**What to work on**
Turn the material below into a Markdown table with two columns, "Row" and "Line". Number each non-blank line in order, put its text beside the number, and leave any images out of your answer.

**Data lines**
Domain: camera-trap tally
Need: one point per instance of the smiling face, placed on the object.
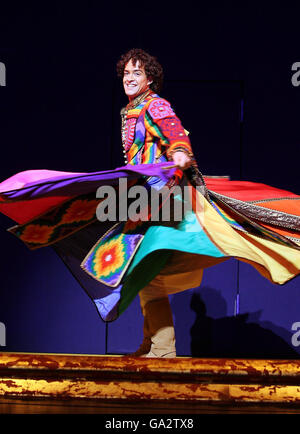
(135, 80)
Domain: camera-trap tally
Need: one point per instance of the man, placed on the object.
(164, 139)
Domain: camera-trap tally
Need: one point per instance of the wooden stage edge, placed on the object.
(145, 384)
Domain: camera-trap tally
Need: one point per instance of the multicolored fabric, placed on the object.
(58, 223)
(252, 222)
(133, 256)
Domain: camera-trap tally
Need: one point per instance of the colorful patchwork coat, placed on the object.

**Correct output**
| Row | Line |
|---|---|
| 1 | Domain: camera-trap tally |
| 2 | Need: one point per instance of the smiling face, placed on the object. |
| 3 | (135, 80) |
| 4 | Domain: camera-trap tally |
| 5 | Need: one point per instance of the man, placed on the object. |
| 6 | (164, 139) |
| 7 | Domain: camera-trap tally |
| 8 | Need: one point per instance of the wooden stage edge, placed on the object. |
| 9 | (145, 384) |
| 10 | Domain: camera-trap tally |
| 11 | Need: one point per instance of the multicolored fabric, placed on the object. |
| 12 | (58, 223) |
| 13 | (252, 222) |
| 14 | (133, 256) |
| 15 | Domain: camera-trap tally |
| 16 | Need: one point per instance of the colorful patchwork coat, placed on the object. |